## WRITTEN PROBLEM A
Rewrite the compression text from "Suprise: the 4.8" up to and including "Tom St Denis...", putting "sha1sum" in place of "md5sum".

## TEXT
◆ ◆ ◆ ◆ ◆

Suprise: the 4.8 GB file compresses down to 77 MB, whereas the 340 MB
file compresses to 125 MB. Also lzma and xz get the 340 MB file down to
about 90 MB.

The 75 MB file is correct, as evidenced by inflating it back and taking
an md5sum and comparing to the md5sum of the original hdd.

How is that possible? How adding vast amounts of low-entropy crap can
improve a compression ratio??
 
Tom St Denis...
Posted: Tue Nov 03, 2009 2:29 am
Guest
On Nov 2, 5:28 pm, Buxte Hude <buxteh... at (no spam) buxtehude.no> wrote:
Quote:
hello all,

I have an interesting case of counter-intuitive packing ratios with gzip
that I would be interesting in knowing if anyone else has observed or
would have an idea about the origin - or if it is just a random
epiphenomenon.

I have this 4.8 GB hdd with a single 340 MB partition (for historical and
emulation reasons - don't ask). That 340 MB partition was filled up to
about 155 MB. For archival purposes, I copied the partition to a file
and also the entire hdd to another file.

◆ ◆ ◆ ◆ ◆

Stored data entries
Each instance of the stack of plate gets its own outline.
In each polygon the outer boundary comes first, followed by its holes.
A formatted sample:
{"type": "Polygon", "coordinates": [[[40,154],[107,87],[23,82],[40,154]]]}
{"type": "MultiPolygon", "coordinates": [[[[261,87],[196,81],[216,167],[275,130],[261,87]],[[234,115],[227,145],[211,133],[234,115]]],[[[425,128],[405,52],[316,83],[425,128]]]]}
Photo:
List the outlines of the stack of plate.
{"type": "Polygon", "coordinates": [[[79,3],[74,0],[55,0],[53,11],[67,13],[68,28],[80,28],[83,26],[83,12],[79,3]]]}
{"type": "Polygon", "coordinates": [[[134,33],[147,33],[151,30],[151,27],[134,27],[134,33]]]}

◆ ◆ ◆ ◆ ◆

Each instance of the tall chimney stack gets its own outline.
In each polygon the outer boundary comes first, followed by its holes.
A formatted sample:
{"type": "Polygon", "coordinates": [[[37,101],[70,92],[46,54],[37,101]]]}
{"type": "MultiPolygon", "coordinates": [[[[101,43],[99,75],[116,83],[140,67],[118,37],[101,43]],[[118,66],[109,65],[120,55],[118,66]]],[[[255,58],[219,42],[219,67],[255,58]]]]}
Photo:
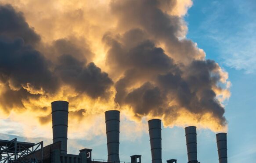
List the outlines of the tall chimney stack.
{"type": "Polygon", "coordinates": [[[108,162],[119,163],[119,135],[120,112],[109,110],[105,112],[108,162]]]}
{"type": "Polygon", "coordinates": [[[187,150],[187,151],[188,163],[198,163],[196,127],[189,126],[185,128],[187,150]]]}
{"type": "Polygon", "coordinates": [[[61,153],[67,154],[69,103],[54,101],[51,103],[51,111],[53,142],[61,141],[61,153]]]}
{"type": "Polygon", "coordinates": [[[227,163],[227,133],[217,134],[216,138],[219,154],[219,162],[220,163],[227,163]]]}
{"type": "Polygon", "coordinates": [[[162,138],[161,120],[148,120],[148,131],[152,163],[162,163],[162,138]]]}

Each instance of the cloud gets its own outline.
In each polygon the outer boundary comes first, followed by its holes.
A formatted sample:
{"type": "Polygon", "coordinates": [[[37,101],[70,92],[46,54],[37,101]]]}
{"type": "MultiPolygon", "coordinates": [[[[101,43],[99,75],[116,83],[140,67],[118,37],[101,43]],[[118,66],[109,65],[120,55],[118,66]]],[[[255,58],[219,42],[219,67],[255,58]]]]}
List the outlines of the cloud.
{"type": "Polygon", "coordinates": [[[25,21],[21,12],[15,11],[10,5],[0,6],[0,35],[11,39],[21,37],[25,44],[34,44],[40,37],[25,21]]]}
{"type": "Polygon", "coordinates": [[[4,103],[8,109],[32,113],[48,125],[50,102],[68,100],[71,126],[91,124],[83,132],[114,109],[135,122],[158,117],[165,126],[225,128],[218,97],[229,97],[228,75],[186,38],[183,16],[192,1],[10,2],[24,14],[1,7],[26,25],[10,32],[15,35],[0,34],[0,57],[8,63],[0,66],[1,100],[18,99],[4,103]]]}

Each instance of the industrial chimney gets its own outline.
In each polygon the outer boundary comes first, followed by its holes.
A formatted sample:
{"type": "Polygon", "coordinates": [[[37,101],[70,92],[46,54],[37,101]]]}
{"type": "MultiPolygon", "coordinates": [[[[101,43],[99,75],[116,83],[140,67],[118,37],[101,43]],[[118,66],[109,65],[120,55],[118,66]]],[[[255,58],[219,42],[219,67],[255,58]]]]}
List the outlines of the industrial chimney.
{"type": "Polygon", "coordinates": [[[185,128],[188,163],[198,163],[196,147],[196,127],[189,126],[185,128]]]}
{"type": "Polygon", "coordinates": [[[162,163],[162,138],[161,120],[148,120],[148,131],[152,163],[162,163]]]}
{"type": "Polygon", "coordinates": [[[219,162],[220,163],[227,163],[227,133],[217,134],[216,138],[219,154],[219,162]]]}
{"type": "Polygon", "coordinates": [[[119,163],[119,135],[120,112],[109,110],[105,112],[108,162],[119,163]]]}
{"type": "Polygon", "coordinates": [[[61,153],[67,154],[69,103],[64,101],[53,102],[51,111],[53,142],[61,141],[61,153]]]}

◆ ◆ ◆ ◆ ◆

## WRITTEN PROBLEM B
Locate each line in the entries that contains the word "outlines", and copy those lines.

## REPLY A
Suprise: the 4.8 GB file compresses down to 77 MB, whereas the 340 MB
file compresses to 125 MB. Also lzma and xz get the 340 MB file down to
about 90 MB.

The 75 MB file is correct, as evidenced by inflating it back and taking
an sha1sum and comparing to the sha1sum of the original hdd.

How is that possible? How adding vast amounts of low-entropy crap can
improve a compression ratio??
 
Tom St Denis...

## REPLY B
List the outlines of the stack of plate.
List the outlines of the tall chimney stack.
List the outlines of the cloud.
List the outlines of the industrial chimney.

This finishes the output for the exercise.